Senin, 18 November 2013

TKVDW: Tenggelamnya Kapal Van Der Wijck

Gambar dari sini

Judul: Tenggelamnya Kapal Van Der Wijck
Pengarang: HAMKA
Penerbit: Bulan Bintang
Tahun terbit: 2005 di cetakan ke 29
Jumlah halaman: 236 (21 cm)
Perolehan: Pinjem Esteh

Ini novel sastra jadul. Orang kadang menyebutnya Roman. Harusnya, aku sudah baca buku ini dari dulu. Tapi nyatanya memang baru ketemu sekarang. Aku tidak tau apakah karangan fiksi pada saat itu menggunakan bahasa seperti di buku ini atau tidak. Aku tidak tau, sebuah novel disebuat dimasukkan ke golongan buku sastra itu yang seperti apa. Atau roman. Aku tidak tau. Tapi memang tata bahasa yang dipakai di novel ini berbeda. Novel dari pengarang angkatan lama yang pernah say abaca selain ini adalah: Para Priyayi, Umar Kayam dan Bumi Manusia, Pramoedya Ananta Toer. Keduanya bahasanya tidak seperti ini. Apa karena latar dan setting novel yang ada di ranah melayu minangkabau. Atau apakah ini memang gaya bahasa HAMKA? Aku tidak tau, karena baru satu inilah karya HAMKA yang pernah saya baca. Tapi intinya, gaya bahasa novel ini beda.

Kalau tentang muatan cerita, yaaa kisah cinta. Harusnya, dengan kisah seperti ini dan dengan masa terbit kisah ini pertama kali yakni tahun 1908, kisah ini bisa jadi roman cinta fenomenal. Romeo n Julietnya Indonesia. Atau Layla Majnunnya Indonesia. 

Mungkin, novel ini akan punya kekuatan seperti Romeo n Juliet atau Layla Majnun atau ohya! Sampek Ingtay jika judul novel ini adalah Zainudin Hayati.

DATA TERCATAT:
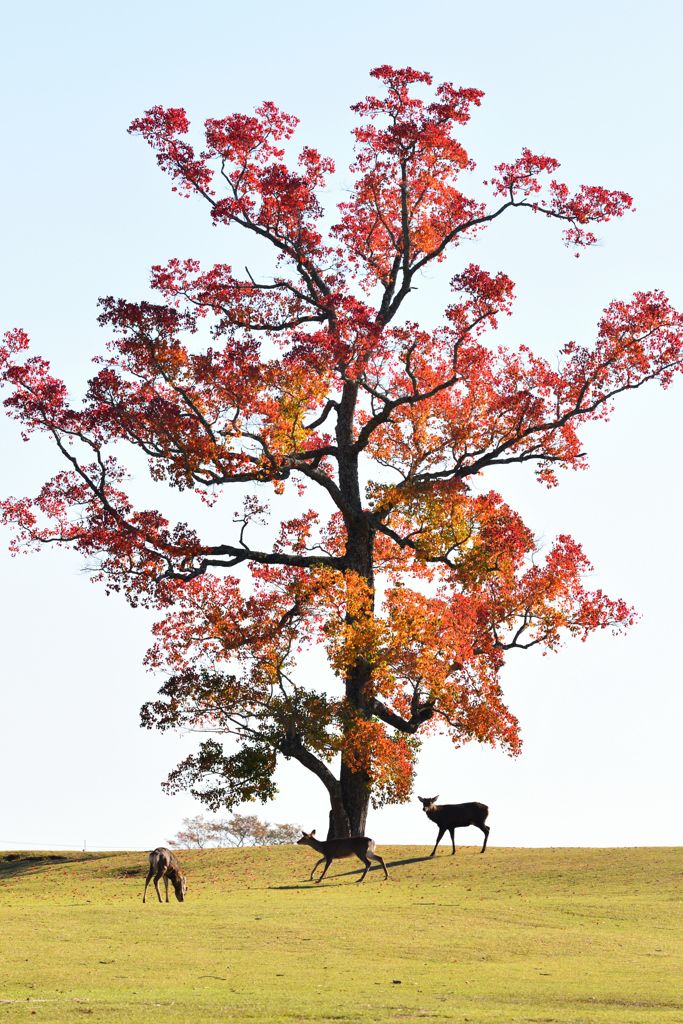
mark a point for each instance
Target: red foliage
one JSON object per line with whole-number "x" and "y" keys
{"x": 346, "y": 389}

DAFTAR TUGAS:
(A) Salin bagian teks bacaan mulai dari "Senin, 18 November" sampai dengan "236 (21 cm)".
(B) Menurut teks bacaan, siapa penerbit novel Tenggelamnya Kapal Van Der Wijck?

HASIL LATIHAN:
(A)
Senin, 18 November 2013

TKVDW: Tenggelamnya Kapal Van Der Wijck

Gambar dari sini

Judul: Tenggelamnya Kapal Van Der Wijck
Pengarang: HAMKA
Penerbit: Bulan Bintang
Tahun terbit: 2005 di cetakan ke 29
Jumlah halaman: 236 (21 cm)

(B) Bulan Bintang